+++ SOURCE DATA

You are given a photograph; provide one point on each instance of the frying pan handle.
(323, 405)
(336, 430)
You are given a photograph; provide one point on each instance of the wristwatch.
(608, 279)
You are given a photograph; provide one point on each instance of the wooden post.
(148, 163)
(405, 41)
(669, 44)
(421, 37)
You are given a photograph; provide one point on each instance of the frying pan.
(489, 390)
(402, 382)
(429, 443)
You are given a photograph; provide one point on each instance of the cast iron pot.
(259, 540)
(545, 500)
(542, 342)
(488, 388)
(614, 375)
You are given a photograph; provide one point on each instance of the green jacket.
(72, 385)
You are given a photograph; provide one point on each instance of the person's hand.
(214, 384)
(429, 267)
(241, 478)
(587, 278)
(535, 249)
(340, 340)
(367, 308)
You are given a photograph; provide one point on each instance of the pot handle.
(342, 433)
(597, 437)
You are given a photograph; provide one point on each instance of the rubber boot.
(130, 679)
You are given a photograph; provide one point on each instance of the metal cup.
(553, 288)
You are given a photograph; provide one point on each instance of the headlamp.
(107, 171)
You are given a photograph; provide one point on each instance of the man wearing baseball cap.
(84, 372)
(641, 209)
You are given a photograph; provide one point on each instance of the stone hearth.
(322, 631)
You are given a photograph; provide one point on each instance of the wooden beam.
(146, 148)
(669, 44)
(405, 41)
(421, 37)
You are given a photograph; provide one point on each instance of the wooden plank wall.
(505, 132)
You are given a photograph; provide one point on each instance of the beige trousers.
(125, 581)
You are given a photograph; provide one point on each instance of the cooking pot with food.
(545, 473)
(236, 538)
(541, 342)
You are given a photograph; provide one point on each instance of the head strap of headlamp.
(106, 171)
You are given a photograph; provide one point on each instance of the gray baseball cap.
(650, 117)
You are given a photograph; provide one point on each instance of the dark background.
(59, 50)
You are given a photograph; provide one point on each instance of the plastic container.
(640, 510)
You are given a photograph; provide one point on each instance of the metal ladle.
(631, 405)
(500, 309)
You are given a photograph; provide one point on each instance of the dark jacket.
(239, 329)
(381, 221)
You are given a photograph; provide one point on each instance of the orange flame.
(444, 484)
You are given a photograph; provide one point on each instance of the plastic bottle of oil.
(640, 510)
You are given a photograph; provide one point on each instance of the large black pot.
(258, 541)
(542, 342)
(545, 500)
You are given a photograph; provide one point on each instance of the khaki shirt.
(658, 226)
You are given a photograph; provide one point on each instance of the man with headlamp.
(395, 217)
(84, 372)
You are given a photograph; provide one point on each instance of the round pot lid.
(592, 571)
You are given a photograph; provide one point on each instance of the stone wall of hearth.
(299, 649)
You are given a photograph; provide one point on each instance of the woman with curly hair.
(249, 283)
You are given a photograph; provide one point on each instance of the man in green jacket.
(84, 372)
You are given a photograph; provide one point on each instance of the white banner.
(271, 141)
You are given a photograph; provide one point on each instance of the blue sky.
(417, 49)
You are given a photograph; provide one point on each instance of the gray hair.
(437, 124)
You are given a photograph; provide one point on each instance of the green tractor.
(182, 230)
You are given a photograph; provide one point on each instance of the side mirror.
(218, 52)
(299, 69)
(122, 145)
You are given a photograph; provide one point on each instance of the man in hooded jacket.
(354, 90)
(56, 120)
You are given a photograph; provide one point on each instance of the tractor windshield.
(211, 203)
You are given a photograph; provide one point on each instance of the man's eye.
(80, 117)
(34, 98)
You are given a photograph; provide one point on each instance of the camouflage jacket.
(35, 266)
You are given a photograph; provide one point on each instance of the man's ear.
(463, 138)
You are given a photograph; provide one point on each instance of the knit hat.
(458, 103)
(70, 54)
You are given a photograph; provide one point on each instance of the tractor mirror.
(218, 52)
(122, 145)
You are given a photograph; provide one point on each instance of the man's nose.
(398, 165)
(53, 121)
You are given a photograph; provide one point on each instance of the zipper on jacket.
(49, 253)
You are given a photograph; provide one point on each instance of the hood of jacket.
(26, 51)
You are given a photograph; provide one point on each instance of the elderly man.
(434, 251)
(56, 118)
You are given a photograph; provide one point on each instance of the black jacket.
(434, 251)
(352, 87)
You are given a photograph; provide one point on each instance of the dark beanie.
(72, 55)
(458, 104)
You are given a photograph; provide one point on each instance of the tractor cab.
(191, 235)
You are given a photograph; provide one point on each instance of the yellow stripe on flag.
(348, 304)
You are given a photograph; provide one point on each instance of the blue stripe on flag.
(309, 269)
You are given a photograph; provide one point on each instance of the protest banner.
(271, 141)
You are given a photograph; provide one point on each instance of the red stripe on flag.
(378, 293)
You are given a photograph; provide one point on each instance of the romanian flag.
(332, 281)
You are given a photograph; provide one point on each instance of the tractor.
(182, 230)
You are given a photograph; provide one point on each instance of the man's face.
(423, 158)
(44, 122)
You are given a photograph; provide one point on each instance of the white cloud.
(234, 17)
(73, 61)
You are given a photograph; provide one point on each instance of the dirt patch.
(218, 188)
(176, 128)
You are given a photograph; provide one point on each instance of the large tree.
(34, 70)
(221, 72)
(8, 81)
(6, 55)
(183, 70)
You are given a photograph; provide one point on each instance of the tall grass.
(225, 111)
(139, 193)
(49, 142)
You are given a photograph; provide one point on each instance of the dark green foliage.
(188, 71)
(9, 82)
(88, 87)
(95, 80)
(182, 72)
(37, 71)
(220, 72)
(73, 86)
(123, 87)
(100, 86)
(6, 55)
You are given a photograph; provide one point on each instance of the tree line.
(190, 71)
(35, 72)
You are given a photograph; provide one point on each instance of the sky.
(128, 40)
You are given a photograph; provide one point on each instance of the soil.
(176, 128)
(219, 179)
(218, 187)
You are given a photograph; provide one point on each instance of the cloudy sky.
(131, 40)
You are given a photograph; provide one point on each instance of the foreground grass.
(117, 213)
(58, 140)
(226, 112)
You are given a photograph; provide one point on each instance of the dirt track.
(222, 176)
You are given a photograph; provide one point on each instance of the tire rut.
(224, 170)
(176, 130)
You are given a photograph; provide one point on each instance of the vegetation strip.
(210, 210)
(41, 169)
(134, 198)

++++++

» **TASK BRIEF**: Could you set down every record exactly as given?

» **PROBLEM SOLUTION**:
You are given a photograph; provide one point on each instance of the frying pan handle.
(323, 405)
(336, 430)
You are given a photograph; provide one point on each instance of the wristwatch.
(608, 279)
You are given a photograph; provide one point on each instance of the wooden post.
(148, 163)
(405, 41)
(669, 44)
(421, 37)
You are given a photograph; provide one point on each instance of the frying pan.
(489, 390)
(402, 382)
(429, 443)
You are given a photograph; provide one point on each instance of the cast iron pot.
(259, 540)
(545, 500)
(542, 342)
(488, 388)
(614, 375)
You are given a photograph; provide one point on each instance of the green jacket.
(72, 385)
You are given a photograph; provide one point on each instance of the person's hand.
(214, 384)
(429, 267)
(241, 478)
(587, 278)
(535, 249)
(340, 340)
(367, 308)
You are given a photograph; provide one point on each instance of the pot handle.
(342, 433)
(597, 437)
You are given a photograph; provide one point on each instance of the rubber boot.
(130, 679)
You are given a photograph; provide one point on each instance of the metal cup.
(553, 288)
You are given a photograph; provide one point on each instance of the headlamp.
(107, 171)
You are given a photograph; provide one point on each instance of the man wearing baseball cap.
(84, 372)
(641, 209)
You are given a photograph; provide one point on each instance of the stone hearth.
(322, 631)
You are given a photograph; provide one point on each instance of the wooden beam.
(146, 148)
(669, 44)
(405, 41)
(421, 37)
You are given a photograph; provide one point on each instance of the wooden plank wall.
(505, 132)
You are given a photograph; provide one point on each instance of the beige trousers.
(125, 581)
You are given a photograph; provide one point on each instance of the cooking pot with food.
(545, 473)
(236, 538)
(541, 342)
You are given a photograph; provide one point on each instance of the head strap of headlamp.
(106, 171)
You are given a photograph; provide one point on each instance of the gray baseball cap.
(650, 117)
You are given a photograph; provide one point on each instance of the dark background.
(59, 50)
You are given a photograph; provide one point on each instance of the plastic container.
(640, 510)
You are given a photograph; provide one point on each instance of the metal ladle.
(631, 405)
(500, 309)
You are given a photograph; provide one point on each instance of the dark jacket.
(239, 329)
(381, 221)
You are given a photograph; provide one point on each instance of the orange flame.
(444, 484)
You are given a photograph; provide one point on each instance of the plastic bottle of oil.
(640, 510)
You are given a photograph; provide one point on each instance of the large black pot.
(258, 541)
(542, 342)
(545, 500)
You are given a photograph; provide one point on each instance of the khaki shirt.
(658, 226)
You are given a photograph; provide one point on each instance of the man with headlamp.
(395, 217)
(84, 372)
You are given a photograph; provide one point on each instance of the round pot lid.
(592, 571)
You are given a photograph; provide one point on each instance of the stone wall of hearth.
(299, 649)
You are given a photograph; provide one point on each instance of the woman with curly hair.
(249, 283)
You are given a photograph; provide one point on each instance of the man in green jacket.
(84, 372)
You are given a photograph; provide one point on each instance of the white banner.
(271, 141)
You are given a photograph; provide one point on each instance of the blue sky.
(417, 49)
You are given a photograph; provide one point on each instance of the gray hair.
(437, 124)
You are given a photograph; provide one point on each instance of the green tractor.
(182, 230)
You are given a photograph; provide one point on each instance of the side mirror.
(218, 52)
(299, 69)
(122, 145)
You are given a photograph; provide one point on each instance of the man in hooded jacket.
(354, 90)
(56, 120)
You are given a photograph; provide one point on each instance of the tractor windshield.
(211, 203)
You are given a photograph; provide one point on each instance of the man's eye.
(80, 117)
(34, 98)
You are given a photograph; provide one point on each instance of the camouflage jacket.
(35, 266)
You are given a photograph; provide one point on each instance of the man's ear.
(463, 138)
You are given a photograph; provide one point on each instance of the knit hat.
(458, 103)
(70, 54)
You are given a photograph; provide one point on each instance of the tractor mirror.
(218, 52)
(122, 145)
You are given a photograph; provide one point on each instance of the man's nose.
(398, 165)
(53, 121)
You are given a photograph; provide one point on each instance of the zipper on jacket.
(49, 253)
You are given a photograph; provide one point on each instance of the hood of jacket.
(26, 51)
You are given a photograph; provide one point on each instance of the elderly man.
(434, 251)
(56, 118)
You are given a photograph; provide one point on each instance of the black jacket.
(434, 251)
(352, 87)
You are given a photograph; provide one point on each instance of the dark beanie.
(72, 55)
(458, 104)
You are given a photograph; provide one point on each instance of the tractor cab.
(191, 235)
You are given a photograph; provide one point on each instance of the yellow stripe on flag.
(348, 304)
You are given a photograph; provide one point on each instance of the blue stripe on flag.
(309, 269)
You are given a photograph; provide one point on each instance of the protest banner.
(271, 141)
You are given a photograph; provide one point on each instance of the red stripe on flag.
(378, 293)
You are given a photograph; provide one point on each instance of the romanian flag.
(332, 281)
You are given a photograph; provide one point on each instance of the tractor.
(182, 230)
You are given a photograph; provide one point on each instance of the man's face.
(423, 158)
(44, 122)
You are given a photograph; provide one point on each instance of the white cloud.
(234, 17)
(73, 61)
You are given a photograph; provide one point on each instance of the dirt patch.
(218, 188)
(176, 128)
You are given a photograph; provide one point on each instance of the large tree.
(34, 70)
(221, 72)
(8, 81)
(6, 55)
(183, 70)
You are given a photograph; provide one point on each instance of the tall grass.
(225, 111)
(139, 193)
(49, 142)
You are given a photograph; provide one point on each instance of the dark green foliage.
(188, 71)
(9, 82)
(88, 87)
(95, 80)
(182, 72)
(37, 71)
(220, 72)
(73, 86)
(123, 87)
(100, 86)
(6, 55)
You are given a photograph; provide one point on each instance of the tree line.
(190, 71)
(35, 72)
You are given a photograph; provide one point on each instance of the sky.
(128, 40)
You are given a photograph; provide one point on each instance of the soil.
(176, 128)
(219, 179)
(218, 187)
You are given a photograph; provide one point on each instance of the cloudy sky.
(131, 40)
You are given a photograph; provide one point on each instance of the foreground grass.
(117, 213)
(58, 140)
(226, 112)
You are given a photograph; provide one point on each instance of the dirt track.
(222, 176)
You are given a photograph; provide one point on each instance of the tire rut.
(224, 170)
(176, 130)
You are given a photograph; provide one point on each instance of the vegetation strip.
(210, 210)
(41, 169)
(134, 198)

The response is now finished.